Reproduce the lines from the start of the records through the line holding "443,438,530,493", both ends included.

++++

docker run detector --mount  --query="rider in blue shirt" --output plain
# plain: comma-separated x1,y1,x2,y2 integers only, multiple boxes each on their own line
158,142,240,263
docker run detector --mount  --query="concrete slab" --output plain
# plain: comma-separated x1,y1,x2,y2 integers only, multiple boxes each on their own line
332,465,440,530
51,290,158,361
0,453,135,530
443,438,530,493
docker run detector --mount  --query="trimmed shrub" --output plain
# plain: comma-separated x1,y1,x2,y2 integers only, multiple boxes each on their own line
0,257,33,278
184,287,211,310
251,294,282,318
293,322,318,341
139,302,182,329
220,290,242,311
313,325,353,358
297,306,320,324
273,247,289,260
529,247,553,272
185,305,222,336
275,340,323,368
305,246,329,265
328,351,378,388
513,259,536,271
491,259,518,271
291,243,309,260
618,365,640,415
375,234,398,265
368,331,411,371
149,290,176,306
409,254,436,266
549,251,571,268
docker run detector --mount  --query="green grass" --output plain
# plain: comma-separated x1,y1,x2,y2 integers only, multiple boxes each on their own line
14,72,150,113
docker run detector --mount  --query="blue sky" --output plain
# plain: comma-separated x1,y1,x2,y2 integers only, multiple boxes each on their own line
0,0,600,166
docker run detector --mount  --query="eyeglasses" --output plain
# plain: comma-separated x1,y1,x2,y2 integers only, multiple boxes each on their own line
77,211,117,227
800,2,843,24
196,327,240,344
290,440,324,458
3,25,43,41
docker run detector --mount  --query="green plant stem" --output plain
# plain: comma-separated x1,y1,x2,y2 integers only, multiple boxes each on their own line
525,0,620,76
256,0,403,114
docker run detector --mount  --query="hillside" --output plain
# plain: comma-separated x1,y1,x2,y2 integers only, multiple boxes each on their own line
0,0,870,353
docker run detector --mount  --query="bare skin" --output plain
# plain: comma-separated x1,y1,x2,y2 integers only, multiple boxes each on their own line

++++

Correct result>
docker run detector --mount  --query="rider in blue shirt" --output plain
# plain: comma-separated x1,y1,x2,y2 integers only, multiple boxes each on their own line
158,142,240,263
docker run detector --mount  --query="concrete slab" --output plain
# plain: comma-separated x1,y1,x2,y2 integers only, multiple boxes each on their own line
332,465,440,530
51,290,158,361
0,453,135,530
443,438,530,493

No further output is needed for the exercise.